GIVEN EXERCISE:
Return each line of the listing below that contains the word "jersey", copied unchanged.

DATA SUPPLIED:
---+---

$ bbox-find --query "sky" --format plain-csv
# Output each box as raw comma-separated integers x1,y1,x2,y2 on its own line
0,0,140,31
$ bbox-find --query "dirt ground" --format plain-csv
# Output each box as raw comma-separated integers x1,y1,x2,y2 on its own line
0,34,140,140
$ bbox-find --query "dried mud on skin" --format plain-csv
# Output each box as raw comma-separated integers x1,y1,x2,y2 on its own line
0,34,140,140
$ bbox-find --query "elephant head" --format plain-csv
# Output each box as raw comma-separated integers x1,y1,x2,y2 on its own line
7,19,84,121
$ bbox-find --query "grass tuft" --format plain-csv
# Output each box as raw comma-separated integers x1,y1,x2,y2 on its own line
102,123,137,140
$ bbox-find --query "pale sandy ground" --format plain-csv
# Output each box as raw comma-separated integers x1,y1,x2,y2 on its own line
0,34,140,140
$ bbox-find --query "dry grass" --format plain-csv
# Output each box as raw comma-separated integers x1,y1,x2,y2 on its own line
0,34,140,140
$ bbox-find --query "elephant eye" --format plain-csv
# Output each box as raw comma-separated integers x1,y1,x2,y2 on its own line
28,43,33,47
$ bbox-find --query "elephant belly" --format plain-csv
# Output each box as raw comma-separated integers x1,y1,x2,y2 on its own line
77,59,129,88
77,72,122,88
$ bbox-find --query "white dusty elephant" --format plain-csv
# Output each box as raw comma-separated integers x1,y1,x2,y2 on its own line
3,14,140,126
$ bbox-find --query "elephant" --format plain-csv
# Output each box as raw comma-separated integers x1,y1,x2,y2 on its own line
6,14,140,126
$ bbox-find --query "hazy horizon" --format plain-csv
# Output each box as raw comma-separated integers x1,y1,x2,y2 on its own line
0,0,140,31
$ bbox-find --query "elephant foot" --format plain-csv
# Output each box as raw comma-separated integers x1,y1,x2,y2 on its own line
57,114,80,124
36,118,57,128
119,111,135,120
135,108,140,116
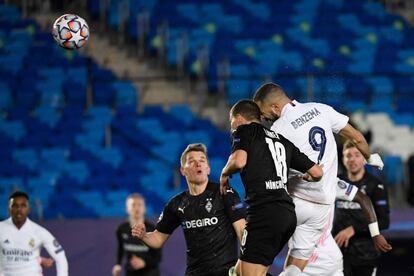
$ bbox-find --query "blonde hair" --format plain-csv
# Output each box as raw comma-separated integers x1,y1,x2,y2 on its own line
180,143,208,167
126,193,145,202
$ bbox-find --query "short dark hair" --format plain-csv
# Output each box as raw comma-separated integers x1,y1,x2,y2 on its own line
342,140,357,151
230,100,262,121
9,191,29,201
253,82,285,102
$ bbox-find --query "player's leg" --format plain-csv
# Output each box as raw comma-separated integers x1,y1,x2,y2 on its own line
282,198,331,276
241,261,269,276
301,234,344,276
240,203,296,276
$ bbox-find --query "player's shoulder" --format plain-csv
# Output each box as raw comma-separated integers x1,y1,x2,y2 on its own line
0,218,11,231
364,172,384,186
167,191,189,206
236,123,260,133
117,221,130,232
26,219,49,234
144,220,155,232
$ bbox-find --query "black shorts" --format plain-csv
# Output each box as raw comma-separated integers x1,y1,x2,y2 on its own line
240,203,296,266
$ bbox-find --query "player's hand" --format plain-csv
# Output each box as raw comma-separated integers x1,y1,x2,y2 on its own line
131,223,147,240
130,255,145,270
40,257,55,268
372,235,392,253
335,226,355,247
112,265,122,276
220,174,230,195
367,153,384,170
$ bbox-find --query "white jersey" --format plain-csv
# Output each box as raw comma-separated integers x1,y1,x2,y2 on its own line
0,218,68,276
302,179,358,276
271,101,349,205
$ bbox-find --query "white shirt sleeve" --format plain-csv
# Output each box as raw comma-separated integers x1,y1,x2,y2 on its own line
41,228,68,276
336,178,358,201
324,104,349,133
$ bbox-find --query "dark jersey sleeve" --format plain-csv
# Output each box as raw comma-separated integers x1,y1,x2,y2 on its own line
231,125,252,152
143,223,161,268
223,188,246,223
156,199,180,234
116,227,124,265
349,180,390,233
282,136,315,173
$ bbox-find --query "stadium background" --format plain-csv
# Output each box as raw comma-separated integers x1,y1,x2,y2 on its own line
0,0,414,275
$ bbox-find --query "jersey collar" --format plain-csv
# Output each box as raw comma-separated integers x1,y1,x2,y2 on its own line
8,217,31,231
280,100,298,117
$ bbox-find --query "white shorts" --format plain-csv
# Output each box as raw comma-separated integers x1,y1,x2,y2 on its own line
301,234,344,276
289,197,333,260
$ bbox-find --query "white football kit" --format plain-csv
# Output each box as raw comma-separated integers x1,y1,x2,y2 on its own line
0,218,68,276
302,179,358,276
271,101,349,260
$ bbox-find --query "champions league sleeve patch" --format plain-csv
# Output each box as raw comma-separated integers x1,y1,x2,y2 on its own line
345,185,354,196
53,239,63,254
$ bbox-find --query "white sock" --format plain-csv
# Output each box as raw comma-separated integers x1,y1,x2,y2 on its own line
279,265,302,276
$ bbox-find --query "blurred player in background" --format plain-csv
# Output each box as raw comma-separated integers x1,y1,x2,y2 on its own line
112,193,161,276
254,83,383,276
220,100,323,276
289,171,391,276
333,141,390,276
0,192,68,276
132,144,245,276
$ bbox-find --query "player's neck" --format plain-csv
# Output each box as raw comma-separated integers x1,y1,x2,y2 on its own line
12,218,27,229
188,181,208,196
347,169,365,182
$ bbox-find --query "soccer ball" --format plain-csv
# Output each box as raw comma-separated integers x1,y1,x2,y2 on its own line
52,14,89,49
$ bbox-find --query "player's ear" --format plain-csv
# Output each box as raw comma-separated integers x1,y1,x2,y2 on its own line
180,166,185,176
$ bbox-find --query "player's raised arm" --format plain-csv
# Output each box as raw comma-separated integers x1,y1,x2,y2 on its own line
132,223,170,249
220,149,247,194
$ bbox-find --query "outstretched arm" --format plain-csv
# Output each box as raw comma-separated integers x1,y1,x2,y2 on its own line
132,223,170,249
354,191,392,252
220,149,247,194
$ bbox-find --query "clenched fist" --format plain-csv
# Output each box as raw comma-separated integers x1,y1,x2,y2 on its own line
131,223,147,240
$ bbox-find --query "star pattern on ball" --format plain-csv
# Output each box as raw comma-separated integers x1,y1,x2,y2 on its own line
68,29,85,44
56,15,73,31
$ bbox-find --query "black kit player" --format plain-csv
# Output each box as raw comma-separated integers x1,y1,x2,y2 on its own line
112,193,161,276
220,100,323,276
132,144,246,276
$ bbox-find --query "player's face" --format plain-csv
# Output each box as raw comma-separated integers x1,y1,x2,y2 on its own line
126,197,145,220
230,115,242,131
343,147,365,174
181,151,210,184
9,197,30,223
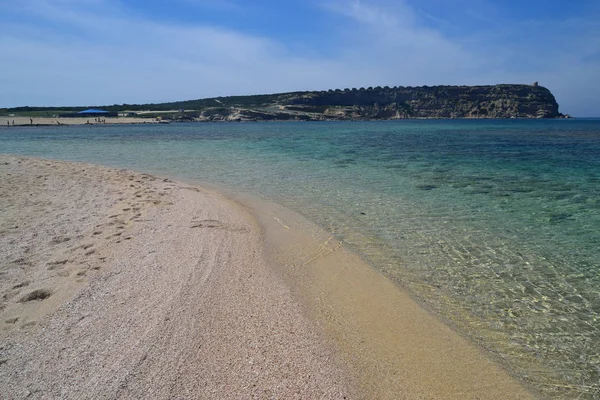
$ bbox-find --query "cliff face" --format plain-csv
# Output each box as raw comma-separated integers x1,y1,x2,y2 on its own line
184,83,562,121
282,85,560,119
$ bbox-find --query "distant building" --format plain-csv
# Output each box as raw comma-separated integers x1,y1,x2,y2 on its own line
60,108,118,118
77,108,110,117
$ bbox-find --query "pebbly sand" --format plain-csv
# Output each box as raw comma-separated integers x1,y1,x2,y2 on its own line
0,156,532,399
0,117,158,129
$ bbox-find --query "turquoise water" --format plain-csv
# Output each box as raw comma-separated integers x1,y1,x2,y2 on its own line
0,120,600,399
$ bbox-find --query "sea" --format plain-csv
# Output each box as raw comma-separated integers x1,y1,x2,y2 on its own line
0,119,600,399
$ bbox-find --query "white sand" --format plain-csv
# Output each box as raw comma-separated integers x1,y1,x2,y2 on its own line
0,156,531,399
0,156,347,399
0,117,158,129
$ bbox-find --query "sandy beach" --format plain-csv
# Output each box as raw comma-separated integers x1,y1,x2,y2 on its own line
0,117,158,128
0,156,532,399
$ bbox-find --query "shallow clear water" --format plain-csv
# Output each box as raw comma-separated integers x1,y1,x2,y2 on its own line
0,120,600,399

---+---

COMPLETED TASK:
$ bbox-find --query "white jersey" --format plain-csv
$ bbox-find --query "dark jersey sleeve" --format plain-csv
$ bbox-find --query "jersey collar" --format plain-csv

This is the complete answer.